Task statement — Locate each line in the data below that contains the string "rough" and copy it out in full. Case counts.

Data for the task —
────────
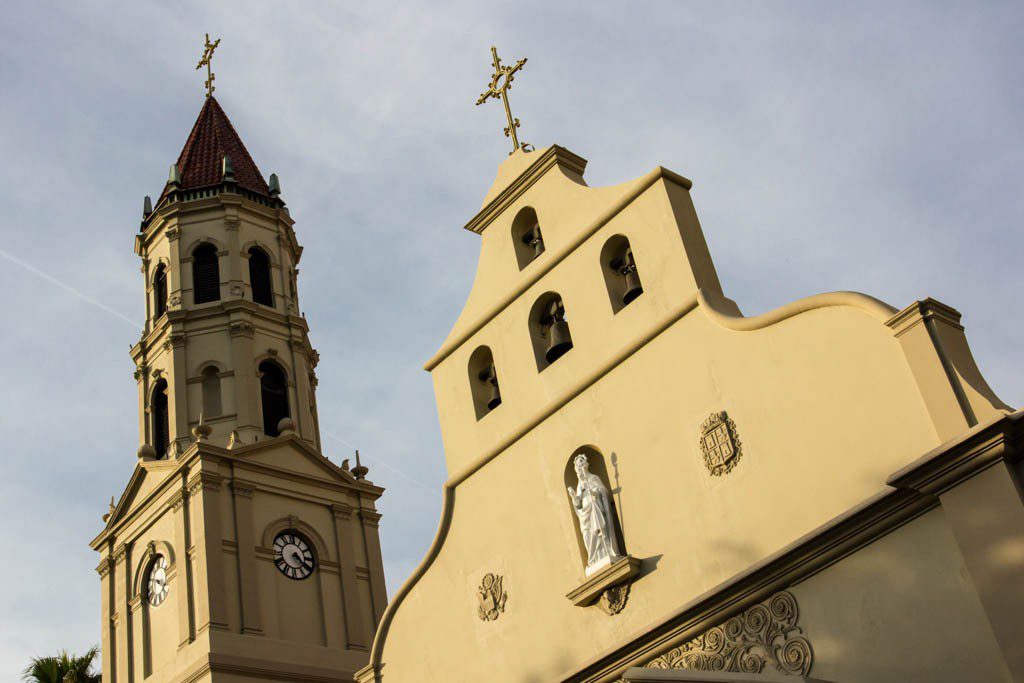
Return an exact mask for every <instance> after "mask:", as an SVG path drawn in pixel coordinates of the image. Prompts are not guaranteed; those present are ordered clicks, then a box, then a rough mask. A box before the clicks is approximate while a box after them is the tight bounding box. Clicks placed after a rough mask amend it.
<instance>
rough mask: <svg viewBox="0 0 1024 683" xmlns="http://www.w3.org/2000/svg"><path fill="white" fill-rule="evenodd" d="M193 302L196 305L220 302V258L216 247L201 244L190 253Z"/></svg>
────────
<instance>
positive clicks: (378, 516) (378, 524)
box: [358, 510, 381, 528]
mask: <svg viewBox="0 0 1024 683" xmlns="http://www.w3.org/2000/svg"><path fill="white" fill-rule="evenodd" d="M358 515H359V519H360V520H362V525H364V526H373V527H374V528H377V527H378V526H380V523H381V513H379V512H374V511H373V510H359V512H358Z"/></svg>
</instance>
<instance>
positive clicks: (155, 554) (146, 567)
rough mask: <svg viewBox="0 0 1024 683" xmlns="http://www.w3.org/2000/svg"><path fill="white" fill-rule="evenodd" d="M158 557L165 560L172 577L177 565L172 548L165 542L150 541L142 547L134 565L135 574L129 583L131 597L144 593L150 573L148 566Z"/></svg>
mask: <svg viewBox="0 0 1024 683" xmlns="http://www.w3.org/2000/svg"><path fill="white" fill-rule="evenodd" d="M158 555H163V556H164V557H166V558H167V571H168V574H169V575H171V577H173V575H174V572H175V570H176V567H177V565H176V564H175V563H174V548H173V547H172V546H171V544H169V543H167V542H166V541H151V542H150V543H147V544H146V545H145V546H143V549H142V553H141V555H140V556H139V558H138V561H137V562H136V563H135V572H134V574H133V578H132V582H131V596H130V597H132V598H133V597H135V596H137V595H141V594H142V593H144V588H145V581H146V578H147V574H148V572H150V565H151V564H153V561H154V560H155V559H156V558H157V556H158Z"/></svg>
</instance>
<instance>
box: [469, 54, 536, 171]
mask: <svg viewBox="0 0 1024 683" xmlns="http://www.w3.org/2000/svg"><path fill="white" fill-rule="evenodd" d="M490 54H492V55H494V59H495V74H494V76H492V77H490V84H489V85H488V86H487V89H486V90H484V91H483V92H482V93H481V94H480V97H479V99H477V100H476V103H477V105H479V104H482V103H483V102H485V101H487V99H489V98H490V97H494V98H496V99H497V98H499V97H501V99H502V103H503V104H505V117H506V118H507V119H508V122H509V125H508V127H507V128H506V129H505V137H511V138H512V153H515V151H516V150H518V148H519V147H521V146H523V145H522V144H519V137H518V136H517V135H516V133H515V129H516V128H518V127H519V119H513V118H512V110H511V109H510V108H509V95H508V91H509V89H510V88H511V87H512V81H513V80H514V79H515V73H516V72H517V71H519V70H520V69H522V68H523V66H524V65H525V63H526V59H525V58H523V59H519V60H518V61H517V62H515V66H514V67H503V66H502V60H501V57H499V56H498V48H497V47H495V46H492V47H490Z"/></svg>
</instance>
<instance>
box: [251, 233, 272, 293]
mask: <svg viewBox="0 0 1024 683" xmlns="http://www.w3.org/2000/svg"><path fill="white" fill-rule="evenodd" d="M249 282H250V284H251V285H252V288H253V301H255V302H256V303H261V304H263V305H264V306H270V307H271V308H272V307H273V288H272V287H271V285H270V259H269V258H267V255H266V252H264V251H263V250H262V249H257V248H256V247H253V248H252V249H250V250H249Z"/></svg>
────────
Written answer —
Return an exact mask for every <instance> after "mask:", as an SVG path drawn in pixel coordinates of the image. Prompts are not guaranteed; those present are ordered clicks, then a box, then a rough mask. A box before the clicks is approximate while a box after them is the tight bounding box. Clicks placed after a rough mask amend it.
rough mask: <svg viewBox="0 0 1024 683" xmlns="http://www.w3.org/2000/svg"><path fill="white" fill-rule="evenodd" d="M193 302L196 305L220 302V258L216 247L201 244L190 253Z"/></svg>
rough mask: <svg viewBox="0 0 1024 683" xmlns="http://www.w3.org/2000/svg"><path fill="white" fill-rule="evenodd" d="M158 557L165 560L172 577L177 565L172 548L165 542L150 541L142 547L134 565L135 574L129 583L131 597L144 593L150 573L148 566Z"/></svg>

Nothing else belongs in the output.